* begin DATA SHOWN *
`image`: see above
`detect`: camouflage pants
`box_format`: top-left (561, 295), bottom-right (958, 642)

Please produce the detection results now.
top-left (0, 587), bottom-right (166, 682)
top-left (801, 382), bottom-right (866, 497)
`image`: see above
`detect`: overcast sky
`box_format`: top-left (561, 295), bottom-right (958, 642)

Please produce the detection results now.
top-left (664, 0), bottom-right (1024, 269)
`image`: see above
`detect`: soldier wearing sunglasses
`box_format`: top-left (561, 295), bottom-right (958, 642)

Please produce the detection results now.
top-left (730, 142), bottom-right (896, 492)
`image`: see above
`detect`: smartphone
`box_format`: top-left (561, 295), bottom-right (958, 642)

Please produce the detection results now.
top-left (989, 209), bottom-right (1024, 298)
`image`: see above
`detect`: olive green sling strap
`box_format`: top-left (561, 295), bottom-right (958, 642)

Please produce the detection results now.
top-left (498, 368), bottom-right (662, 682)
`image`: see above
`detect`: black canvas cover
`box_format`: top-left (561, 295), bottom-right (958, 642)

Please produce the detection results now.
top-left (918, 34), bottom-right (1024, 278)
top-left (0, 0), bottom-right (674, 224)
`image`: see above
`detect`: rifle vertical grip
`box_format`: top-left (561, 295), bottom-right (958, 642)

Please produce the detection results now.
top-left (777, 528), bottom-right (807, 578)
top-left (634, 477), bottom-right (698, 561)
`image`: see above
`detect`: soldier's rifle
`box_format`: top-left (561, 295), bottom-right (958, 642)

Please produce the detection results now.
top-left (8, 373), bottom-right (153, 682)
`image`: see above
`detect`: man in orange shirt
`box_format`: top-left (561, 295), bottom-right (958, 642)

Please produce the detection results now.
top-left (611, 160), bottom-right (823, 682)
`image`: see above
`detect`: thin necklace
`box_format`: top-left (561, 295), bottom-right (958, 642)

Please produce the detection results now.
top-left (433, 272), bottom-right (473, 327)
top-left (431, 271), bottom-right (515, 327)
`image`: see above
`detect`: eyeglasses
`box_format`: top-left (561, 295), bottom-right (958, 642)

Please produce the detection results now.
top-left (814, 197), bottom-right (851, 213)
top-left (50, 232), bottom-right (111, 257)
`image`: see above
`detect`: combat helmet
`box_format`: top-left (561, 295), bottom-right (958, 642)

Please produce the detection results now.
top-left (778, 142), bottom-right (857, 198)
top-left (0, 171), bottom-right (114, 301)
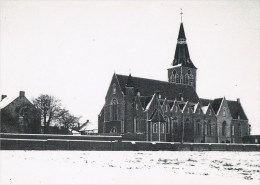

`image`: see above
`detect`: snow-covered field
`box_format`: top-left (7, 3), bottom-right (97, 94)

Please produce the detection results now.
top-left (0, 151), bottom-right (260, 185)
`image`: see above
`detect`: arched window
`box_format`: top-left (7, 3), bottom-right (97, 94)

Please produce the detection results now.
top-left (172, 117), bottom-right (178, 133)
top-left (184, 74), bottom-right (189, 84)
top-left (176, 74), bottom-right (180, 83)
top-left (110, 127), bottom-right (117, 133)
top-left (223, 107), bottom-right (226, 117)
top-left (231, 125), bottom-right (235, 136)
top-left (196, 119), bottom-right (201, 135)
top-left (237, 123), bottom-right (242, 136)
top-left (113, 83), bottom-right (116, 94)
top-left (172, 70), bottom-right (176, 83)
top-left (204, 121), bottom-right (208, 135)
top-left (222, 121), bottom-right (227, 136)
top-left (207, 120), bottom-right (211, 136)
top-left (112, 99), bottom-right (117, 120)
top-left (161, 123), bottom-right (165, 133)
top-left (164, 116), bottom-right (170, 133)
top-left (153, 123), bottom-right (158, 133)
top-left (189, 74), bottom-right (193, 85)
top-left (180, 75), bottom-right (183, 84)
top-left (134, 117), bottom-right (137, 133)
top-left (165, 105), bottom-right (168, 112)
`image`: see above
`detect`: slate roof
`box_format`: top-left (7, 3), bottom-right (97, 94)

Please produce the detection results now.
top-left (116, 74), bottom-right (199, 103)
top-left (227, 100), bottom-right (248, 120)
top-left (149, 109), bottom-right (165, 122)
top-left (200, 98), bottom-right (248, 120)
top-left (200, 98), bottom-right (213, 106)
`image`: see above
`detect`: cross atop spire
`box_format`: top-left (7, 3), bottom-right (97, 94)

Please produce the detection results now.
top-left (180, 8), bottom-right (183, 22)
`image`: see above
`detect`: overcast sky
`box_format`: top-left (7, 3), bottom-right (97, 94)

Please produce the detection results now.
top-left (0, 0), bottom-right (260, 134)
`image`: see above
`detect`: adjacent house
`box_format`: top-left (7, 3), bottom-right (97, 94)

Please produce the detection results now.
top-left (0, 91), bottom-right (41, 134)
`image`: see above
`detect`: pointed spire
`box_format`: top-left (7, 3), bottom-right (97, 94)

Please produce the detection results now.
top-left (178, 23), bottom-right (186, 41)
top-left (172, 22), bottom-right (196, 69)
top-left (126, 73), bottom-right (134, 87)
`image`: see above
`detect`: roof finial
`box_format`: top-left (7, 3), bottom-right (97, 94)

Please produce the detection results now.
top-left (180, 8), bottom-right (183, 22)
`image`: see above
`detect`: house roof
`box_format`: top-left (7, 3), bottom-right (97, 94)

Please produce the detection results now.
top-left (200, 98), bottom-right (248, 120)
top-left (227, 100), bottom-right (248, 120)
top-left (139, 96), bottom-right (153, 109)
top-left (149, 109), bottom-right (165, 122)
top-left (116, 74), bottom-right (199, 103)
top-left (79, 122), bottom-right (97, 132)
top-left (0, 97), bottom-right (14, 109)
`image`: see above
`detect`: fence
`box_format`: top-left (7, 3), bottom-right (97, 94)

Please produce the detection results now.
top-left (0, 138), bottom-right (260, 151)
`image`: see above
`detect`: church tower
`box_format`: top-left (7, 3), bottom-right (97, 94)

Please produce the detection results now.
top-left (168, 18), bottom-right (197, 90)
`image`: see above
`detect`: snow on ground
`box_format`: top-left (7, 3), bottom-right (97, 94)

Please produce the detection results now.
top-left (0, 151), bottom-right (260, 185)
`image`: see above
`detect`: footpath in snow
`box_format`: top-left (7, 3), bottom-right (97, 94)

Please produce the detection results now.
top-left (0, 151), bottom-right (260, 185)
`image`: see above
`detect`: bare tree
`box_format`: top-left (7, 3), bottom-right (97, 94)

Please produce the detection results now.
top-left (33, 94), bottom-right (67, 134)
top-left (58, 109), bottom-right (80, 134)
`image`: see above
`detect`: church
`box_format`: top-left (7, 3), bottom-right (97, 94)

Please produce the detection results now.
top-left (98, 22), bottom-right (250, 143)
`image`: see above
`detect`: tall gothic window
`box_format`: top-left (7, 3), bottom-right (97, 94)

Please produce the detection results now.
top-left (184, 74), bottom-right (189, 84)
top-left (207, 120), bottom-right (211, 136)
top-left (172, 117), bottom-right (178, 133)
top-left (110, 127), bottom-right (117, 133)
top-left (176, 74), bottom-right (180, 83)
top-left (222, 121), bottom-right (227, 136)
top-left (153, 123), bottom-right (158, 133)
top-left (112, 99), bottom-right (118, 120)
top-left (161, 123), bottom-right (165, 133)
top-left (231, 125), bottom-right (235, 136)
top-left (237, 123), bottom-right (242, 136)
top-left (197, 119), bottom-right (201, 135)
top-left (223, 107), bottom-right (226, 117)
top-left (171, 70), bottom-right (176, 83)
top-left (165, 116), bottom-right (171, 134)
top-left (189, 74), bottom-right (193, 85)
top-left (180, 75), bottom-right (183, 84)
top-left (113, 83), bottom-right (116, 94)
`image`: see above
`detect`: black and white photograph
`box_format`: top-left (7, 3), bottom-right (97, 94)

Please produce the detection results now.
* end DATA SHOWN *
◆ WHAT IS REQUIRED ◆
Please rewrite the stretch from the start of the items through the line containing "top-left (431, 271), bottom-right (515, 327)", both ends included, reproducing every line and shifting each coordinate in the answer boxes by adding 126. Leave the coordinates in the `box_format` lines unchanged.

◆ EXERCISE OUTPUT ◆
`image`: see above
`detect`: camouflage pants
`box_format`: top-left (561, 295), bottom-right (958, 642)

Please produce the detection results now.
top-left (126, 713), bottom-right (292, 808)
top-left (927, 508), bottom-right (992, 623)
`image`: see above
`detect`: overcast sky
`box_format`: top-left (561, 295), bottom-right (958, 642)

Please produce the detection results now.
top-left (790, 126), bottom-right (1150, 395)
`image`: see above
`detect`: soldier wearing sunglasses
`box_format`: top-left (561, 295), bottom-right (958, 642)

Please produce the detection results now.
top-left (856, 268), bottom-right (1022, 618)
`image`: see above
`detect`: smartphone
`box_format`: top-left (561, 295), bottom-right (958, 642)

Please produce the detection results now.
top-left (1115, 335), bottom-right (1150, 424)
`image`: see above
`detect`: olive green sling strap
`box_format`: top-left (561, 295), bottom-right (958, 642)

Please produce the detection results now.
top-left (624, 494), bottom-right (788, 808)
`image`: see above
`detect`: black canvas cover
`box_format`: top-left (561, 295), bottom-right (958, 642)

Please produce the detection results now.
top-left (1044, 160), bottom-right (1150, 404)
top-left (126, 126), bottom-right (800, 350)
`image`: see above
`detect`: rifle vertical grip
`box_format`: top-left (561, 295), bottom-right (958, 642)

Please produce the detection results now.
top-left (903, 654), bottom-right (933, 704)
top-left (760, 603), bottom-right (824, 687)
`image`: see above
`detect`: soldier's rifle
`box_format`: top-left (561, 295), bottom-right (958, 642)

Please produce the detection results now.
top-left (134, 499), bottom-right (279, 808)
`image`: see above
`detect`: man in orange shirt
`box_format`: top-left (561, 295), bottom-right (958, 642)

Please produce the detection results now.
top-left (737, 286), bottom-right (949, 808)
`image`: see above
`detect`: thin necklace
`box_format`: top-left (561, 295), bottom-right (958, 642)

Please produce the detection results now.
top-left (559, 398), bottom-right (599, 453)
top-left (557, 397), bottom-right (641, 453)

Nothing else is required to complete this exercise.